__SET TASKS__.
1) List every import statement in the Java program that appears in the histogram-stretching article below.
2) Resume the histogram-stretching article below, picking up right after its last line.
====== SELECTED PASSAGE ======
This Java program can read photo in common formats like jpg, gif, png etc as well write the stretched image in any of common formats.

The prime advantage with Java is that first it is platform independent and secondly there come huge number of libraries which let you do just about anything.

How image is laid out internally

To refresh the basics just go through this to understand how raster images like gif/jpeg care composed of.

So we'll be working on each plane/channel/color or band separately without thinking about the rest two.

Input

To show histogram stretching we've considered this jpeg image (2592 pixels width and 1944 pixels height)which is not properly lit up due to less light. Also see the histogram of this photo as seen in Photoshop:

Original jpg photo before histogram stretch(I've removed the person):

Original jpg photo before histogram stretch(I've removed the person)

Histogram of the original image. This is combined histogram of RGB in Photoshop. Individual channel histogram is around the same:

Histogram of the original image. This is combined histogram of RGB in Photoshop.

Histogram

We now know that each pixel of a plane/channel or color occupies 8 bits/1 byte and contain values anything from 0 to 255. So we can layout values of all the pixels in a graph where y axis is total number of pixels having a particular gray value in the x-axis (which ranges from 0 to 255).

So if we have single pixel value 25 then we'll put single dot at position 1 in y-axis from place 25 in x-axis.

You can see histogram of each channel/color individually or combined RGB one. It is better see the histogram of each channel/color for analysis.

Stretching the histogram Linearly

If your pixels are laid out in small span rather than being spread out from 0 - 255 what you can do is to stretch it - assume the lowest pixel is moved to 0 value along x-axis and the largest pixel is moved to 255, and proportionately increase all the pixel values. Pixels falling outside this span are to be made 0. That's the loss we will need to bear. The less pixels we lose, the better is the quality of histogram.

You can follow the linear stretch algorithm here.

Running the Java code

The input is taken from line: ImageIO.read and output is at ImageIO.write. Just change the name of the two images. Also change the min and max level in the code and just run it. Your output image is created.

Output

The image out looks like this:

The output stretched image, now showing the darkly lit areas:

The output stretched image, now showing the darkly lit areas.

Histogram of image after stretching it between 0 to 31 pixel value(of each channel/color/band):

Histogram of image after stretching it between 0 to 31 pixel value(of each chann

The Java Program

  1. import java.awt.image.*;
  2. import java.io.*;
  3. import java.util.*;
  4. import java.awt.image.BufferedImage;
  5. import java.io.File;
  6. import javax.imageio.ImageIO;
  7.
====== DATA SHOWN ======
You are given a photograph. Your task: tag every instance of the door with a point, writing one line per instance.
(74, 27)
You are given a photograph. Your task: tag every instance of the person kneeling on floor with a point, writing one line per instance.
======
__RESULTS BY TASK__.
1)
import java.awt.image.*;
import java.io.*;
import java.util.*;
import java.awt.image.BufferedImage;
import java.io.File;
import javax.imageio.ImageIO;

2)
  8. class StretchHistogram {
  9.  
  10. public static void main(String args[]) {
  11. System.out.println("hello");
  12.  
  13. BufferedImage img = null;
  14. try {
  15. img = ImageIO.read(new File("IMG_3955.JPG"));
  16. writeColorImageValueToFile(img);
  17. } catch (Exception e) {
  18. }
  19. }
  20.  
  21. public static void writeColorImageValueToFile(BufferedImage in) {
  22. int width = in.getWidth();
  23. int height = in.getHeight();
  24.  
  25. int min = 0; //stretch min level
  26. int max = 31; //stretch max level
  27.  
  28.  
  29. System.out.println("width=" + width + " height=" + height);
  30. try {
  31.  
  32.  
  33. int[] r = new int[width * height];
  34. int[] g = new int[width * height];
  35. int[] b = new int[width * height];
  36. int[] e = new int[width * height];
  37. int[] data = new int[width * height];
  38. in.getRGB(0, 0, width, height, data, 0, width);
  39.  
  40.  
  41.  
  42. int[] old_histogram_r = new int[256];
  43. int[] old_histogram_g = new int[256];
  44. int[] old_histogram_b = new int[256];
  45.  
  46. int[] new_histogram_r = new int[256];
  47. int[] new_histogram_g = new int[256];
  48. int[] new_histogram_b = new int[256];
  49.  
  50. for (int i = 0; i < (height * width); i++) {
  51. r[i] = (int) ((data[i] >> 16) & 0xff); //shift 3rd byte to first byte location
  52. g[i] = (int) ((data[i] >> 8) & 0xff); //shift 2nd byte to first byte location
  53. b[i] = (int) (data[i] & 0xff); //it is already at first byte location
  54.  
  55. old_histogram_r[r[i]]++;
  56. old_histogram_g[g[i]]++;
  57. old_histogram_b[b[i]]++;
  58.  
  59. //stretch them to 0 to 255
  60. r[i] = (int) (1.0*( r[i] - min) / (max - min) * 255);
  61. g[i] = (int) (1.0*( g[i] - min) / (max - min) * 255);
  62. b[i] = (int) (1.0*( b[i] - min) / (max - min) * 255);
  63.  
  64. if(r[i]> 255) r[i]=255;
  65. if(g[i]> 255) g[i]=255;
  66. if(b[i]> 255) b[i]=255;
  67.  
  68. if(r[i]<0) r[i]=0;
  69. if(g[i]<0) g[i]=0;
  70. if(b[i]<0) b[i]=0;
  71.  
  72. new_histogram_r[r[i]]++;
  73. new_histogram_g[g[i]]++;
  74. new_histogram_b[b[i]]++;
  75.  
  76. //convert it back
  77. e[i] = (r[i] << 16) | (g[i] << 8) | b[i];
  78.  
  79. }
  80. //convert e back to say jpg
  81. in.setRGB(0, 0, width, height, e, 0, width);
  82. ImageIO.write(in, "jpeg" /* "png" "jpeg" ... format desired */,
  83. new File("newout.jpg") /* target */);
  84.  
  85. PrintHistogram(old_histogram_r, "hist_before_r.txt"); //before stretchig ie original
  86. PrintHistogram(old_histogram_g, "hist_before_g.txt");
  87. PrintHistogram(old_histogram_b, "hist_before_b.txt");
  88. PrintHistogram(new_histogram_r, "new_histogram_r.txt"); //after stretching ie modified ones
  89. PrintHistogram(new_histogram_g, "new_histogram_g.txt");
  90. PrintHistogram(new_histogram_b, "new_histogram_b.txt");
  91.  
  92.  
  93. } catch (Exception e) {
  94. System.err.println("Error: " + e);
  95. Thread.dumpStack();
  96.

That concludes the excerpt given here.